- [Blok Teks]
============

Gapyeong Day 3 - Nami Island

December 01, 2019


Tujuan hari selanjutnya adalah menuju tempat yang turis banget; Nami Island.
Kalau boleh jujur, sebenernya gue nggak ingin memasukan Pulau Nami ini ke dalam itinerary karena bener-bener mainstream apalagi bagi turis endonesyah. Berhubung emak gue kena gimmick nya lokasi syuting legendary drama Winter Sonata, jadilah gue memasukan tempat ini ke dalam list itinerary dan sepertinya memang tidak afdol kalau first time ke South Korea itu tidak ke Namisseom
Nami Island ini lokasinya berada di Gapyeong, Gyeonggi Province, atau bisa dibilang sudah berada di luar kota, maka trip organizer gue tidak menyarankan untuk pergi kesana menggunakan subway karena menurut mereka itu– jauuuuuh. Cuma karena dari awal gue udah sengaja nggak ikut one day tour demi bebas berada di Pulau Nami tanpa diburu-buru, juga berdasarkan blog yang gue baca pergi ke Nami dengan subway itu SANGATLAH MUNGKIN, maka gue nekat pergi kesana tetap dengan public transport.

Dengan harapan tiba disana itu sekitar pukul 10.00 pagi dengan estimasi durasi perjalanan dua jam, kita berniat berangkat dari guesthouse sekitar pukul 07.00. Tapi apalah daya badan masih pegel-pegel sisa ngelilingin Haneul Park kemarin, ujung-ujungnya kita berangkat sekitar pukul 07.30 an.

Sekali lagi ya..
untuk pergi ke Nami Island (atau wisata lain nya di Gapyeong) dengan public transport itu sangat mungkin, jadi nggak perlu takut. Semua tempat atraksi didaerah sudah difasilitasi dengan moda transportasi yang integrated.

Cara pergi kesana dari Hongik University Station adalah sbb :
- Dari Hongik Univeristy Station, pilih Gyeongui-Jungang Line dan ambil yang ke arah Gongdeok Station
- Transfer di Sangbong Station
- Pindah ke Gyeongchun Line dan ambil yang ke arah Mangu atau Chuncheon
- Turun di Gapyeong Station.

============

- [Data Tersedia]
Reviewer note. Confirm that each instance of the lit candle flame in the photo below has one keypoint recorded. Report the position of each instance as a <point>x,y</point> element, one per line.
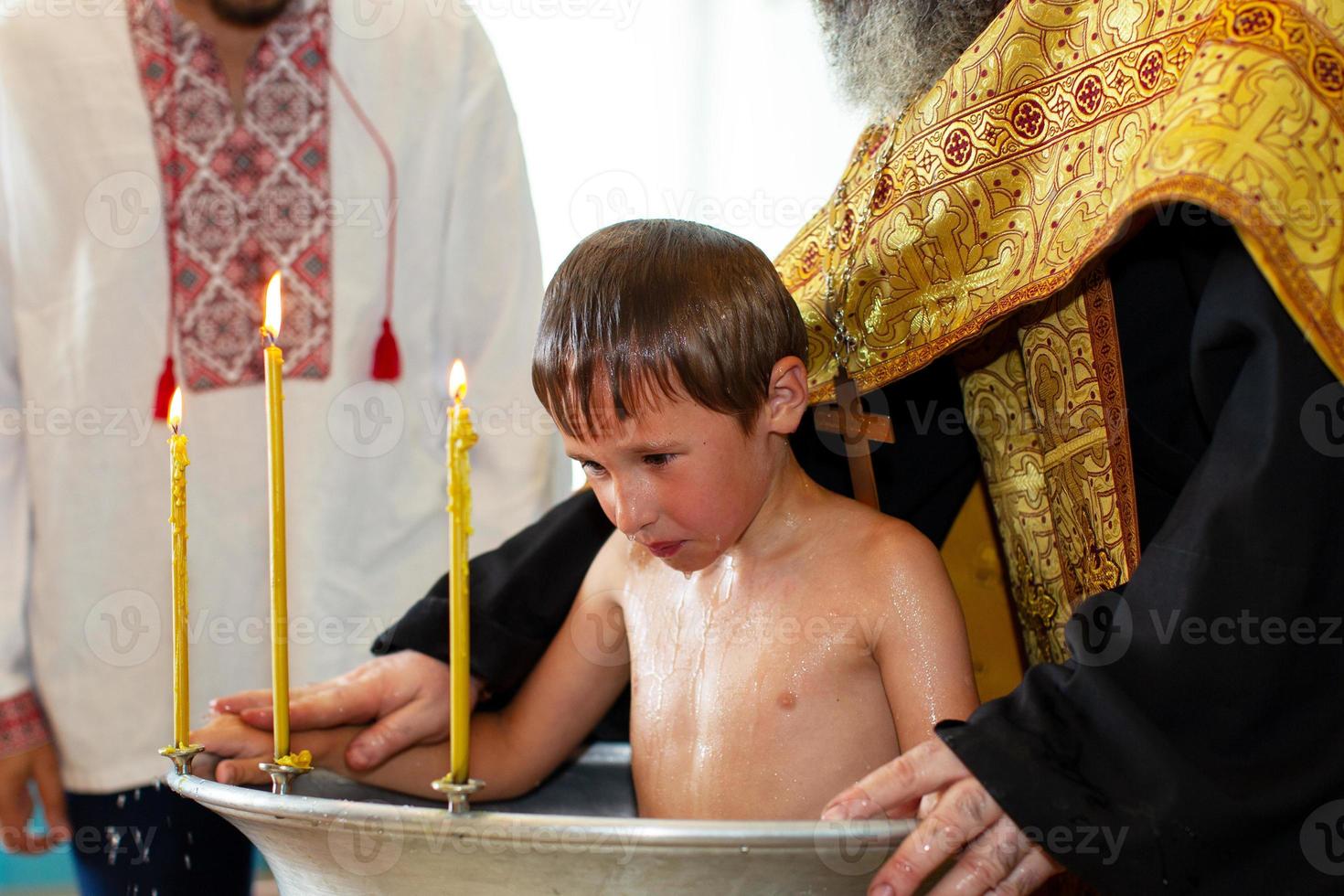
<point>457,382</point>
<point>175,410</point>
<point>272,320</point>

============

- [Instruksi] Tulis kembali bagian blok teks yang dimulai dengan "Sekali lagi ya.." dan berlanjut hingga "di Gapyeong Station.". Perbarui "Sangbong Station" menjadi "Wangsimni Station".

- [Jawaban]
Sekali lagi ya..
untuk pergi ke Nami Island (atau wisata lain nya di Gapyeong) dengan public transport itu sangat mungkin, jadi nggak perlu takut. Semua tempat atraksi didaerah sudah difasilitasi dengan moda transportasi yang integrated.

Cara pergi kesana dari Hongik University Station adalah sbb :
- Dari Hongik Univeristy Station, pilih Gyeongui-Jungang Line dan ambil yang ke arah Gongdeok Station
- Transfer di Wangsimni Station
- Pindah ke Gyeongchun Line dan ambil yang ke arah Mangu atau Chuncheon
- Turun di Gapyeong Station.